ACTION ITEM » From the line that includes "tag the car door" to the closing line of the data, please transcribe every line exactly and add nothing.

*** THE INPUT ***

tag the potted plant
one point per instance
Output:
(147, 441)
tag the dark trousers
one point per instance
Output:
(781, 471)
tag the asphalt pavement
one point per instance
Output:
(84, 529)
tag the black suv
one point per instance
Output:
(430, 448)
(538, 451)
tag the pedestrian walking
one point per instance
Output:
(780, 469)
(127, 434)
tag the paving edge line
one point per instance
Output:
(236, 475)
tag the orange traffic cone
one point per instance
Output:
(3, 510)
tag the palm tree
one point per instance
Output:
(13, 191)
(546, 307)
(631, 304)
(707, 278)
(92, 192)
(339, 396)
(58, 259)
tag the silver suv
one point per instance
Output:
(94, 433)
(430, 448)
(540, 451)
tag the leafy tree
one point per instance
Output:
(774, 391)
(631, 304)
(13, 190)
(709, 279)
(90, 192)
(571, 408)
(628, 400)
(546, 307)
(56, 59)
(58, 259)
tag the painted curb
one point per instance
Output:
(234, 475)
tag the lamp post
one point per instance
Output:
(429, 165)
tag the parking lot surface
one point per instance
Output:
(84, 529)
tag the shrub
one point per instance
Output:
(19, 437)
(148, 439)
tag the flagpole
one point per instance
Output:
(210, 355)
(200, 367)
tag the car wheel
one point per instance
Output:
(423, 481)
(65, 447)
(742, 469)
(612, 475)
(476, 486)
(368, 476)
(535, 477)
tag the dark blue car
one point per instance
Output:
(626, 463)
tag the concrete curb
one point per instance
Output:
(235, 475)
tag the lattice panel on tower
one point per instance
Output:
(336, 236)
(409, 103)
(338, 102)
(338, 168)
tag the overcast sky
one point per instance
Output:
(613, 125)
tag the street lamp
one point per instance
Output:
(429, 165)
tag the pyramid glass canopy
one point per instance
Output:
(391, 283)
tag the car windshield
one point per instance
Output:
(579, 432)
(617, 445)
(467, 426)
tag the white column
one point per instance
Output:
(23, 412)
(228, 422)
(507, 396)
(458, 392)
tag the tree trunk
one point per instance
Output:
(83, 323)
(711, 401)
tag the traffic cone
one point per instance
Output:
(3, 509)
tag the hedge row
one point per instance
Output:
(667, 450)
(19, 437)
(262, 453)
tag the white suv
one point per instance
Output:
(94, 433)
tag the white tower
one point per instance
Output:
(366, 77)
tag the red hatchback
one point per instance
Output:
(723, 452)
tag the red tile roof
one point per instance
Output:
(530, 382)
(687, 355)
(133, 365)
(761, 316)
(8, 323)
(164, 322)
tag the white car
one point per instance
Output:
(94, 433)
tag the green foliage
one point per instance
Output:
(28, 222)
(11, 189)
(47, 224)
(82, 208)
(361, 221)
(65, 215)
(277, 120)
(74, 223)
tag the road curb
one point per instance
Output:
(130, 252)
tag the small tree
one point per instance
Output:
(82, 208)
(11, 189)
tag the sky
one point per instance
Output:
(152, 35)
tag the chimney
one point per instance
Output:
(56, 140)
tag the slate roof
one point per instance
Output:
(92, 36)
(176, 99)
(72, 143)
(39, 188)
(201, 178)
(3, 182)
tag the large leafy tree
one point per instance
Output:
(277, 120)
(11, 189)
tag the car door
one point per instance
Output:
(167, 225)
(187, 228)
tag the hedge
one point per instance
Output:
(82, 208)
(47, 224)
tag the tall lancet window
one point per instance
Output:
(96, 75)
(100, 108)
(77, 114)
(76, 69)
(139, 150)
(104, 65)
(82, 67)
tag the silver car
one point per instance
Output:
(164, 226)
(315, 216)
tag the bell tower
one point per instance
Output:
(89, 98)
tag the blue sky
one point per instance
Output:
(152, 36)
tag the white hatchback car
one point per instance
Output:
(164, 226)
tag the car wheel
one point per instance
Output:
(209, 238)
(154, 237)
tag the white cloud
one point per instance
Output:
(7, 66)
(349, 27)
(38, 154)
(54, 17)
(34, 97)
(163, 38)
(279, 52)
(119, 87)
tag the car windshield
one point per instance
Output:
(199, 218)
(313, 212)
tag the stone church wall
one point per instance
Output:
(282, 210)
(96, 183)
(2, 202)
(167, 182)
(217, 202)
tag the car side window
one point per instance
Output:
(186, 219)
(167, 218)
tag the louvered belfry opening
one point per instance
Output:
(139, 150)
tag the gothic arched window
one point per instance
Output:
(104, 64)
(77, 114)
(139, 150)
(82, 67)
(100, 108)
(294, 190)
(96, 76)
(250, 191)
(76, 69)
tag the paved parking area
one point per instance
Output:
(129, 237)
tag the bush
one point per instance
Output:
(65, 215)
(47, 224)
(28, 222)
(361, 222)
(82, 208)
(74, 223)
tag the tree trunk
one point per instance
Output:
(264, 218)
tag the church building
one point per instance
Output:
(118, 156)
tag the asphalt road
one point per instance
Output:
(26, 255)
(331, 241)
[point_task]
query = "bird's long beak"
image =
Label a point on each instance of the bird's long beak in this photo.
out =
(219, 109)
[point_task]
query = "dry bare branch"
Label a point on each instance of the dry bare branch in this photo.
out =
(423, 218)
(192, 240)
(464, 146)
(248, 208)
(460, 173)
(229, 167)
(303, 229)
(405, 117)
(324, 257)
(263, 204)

***

SOLUTION TO THE EXERCISE »
tag the car door
one point per instance
Output:
(167, 225)
(187, 228)
tag the hedge
one point per instance
Output:
(82, 208)
(47, 224)
tag the tall lancet window
one point per instance
Output:
(96, 75)
(100, 108)
(77, 114)
(76, 69)
(139, 150)
(104, 65)
(82, 67)
tag the silver car
one point per instance
Output:
(164, 226)
(315, 216)
tag the bell tower
one point per instance
Output:
(89, 98)
tag the blue sky
one point per instance
Output:
(152, 36)
tag the white hatchback car
one point per instance
Output:
(164, 226)
tag the car wheel
one point per instance
Output:
(209, 238)
(154, 237)
tag the white cloud
one point per instance
Output:
(7, 66)
(349, 27)
(38, 154)
(54, 17)
(34, 97)
(163, 38)
(279, 52)
(119, 87)
tag the car windshield
one point per instance
Output:
(199, 218)
(313, 212)
tag the stone church wall
one point per instance
Output:
(282, 210)
(96, 183)
(2, 202)
(167, 182)
(217, 202)
tag the car side window
one point per instance
Output:
(186, 219)
(167, 218)
tag the louvered belfry opening
one point per instance
Output:
(139, 150)
tag the gothic arched window
one point per instance
Output:
(104, 64)
(77, 114)
(139, 150)
(82, 67)
(100, 108)
(294, 190)
(96, 76)
(250, 191)
(76, 69)
tag the paved parking area
one point per instance
Output:
(129, 237)
tag the bush
one point per instance
Output:
(65, 215)
(47, 224)
(28, 222)
(361, 222)
(82, 208)
(74, 223)
tag the tree trunk
one point per instance
Output:
(264, 218)
tag the church building
one point per instance
Output:
(118, 156)
tag the asphalt road
one point per instance
Output:
(26, 255)
(331, 241)
[point_task]
query = "bird's long beak"
image =
Label a point on each instance of the bird's long beak in this photo.
out =
(219, 109)
[point_task]
query = "dry bare branch"
Label a point on each instance of the dry bare branch in this photo.
out =
(423, 218)
(192, 240)
(464, 146)
(248, 208)
(460, 173)
(229, 167)
(303, 229)
(405, 117)
(324, 257)
(263, 204)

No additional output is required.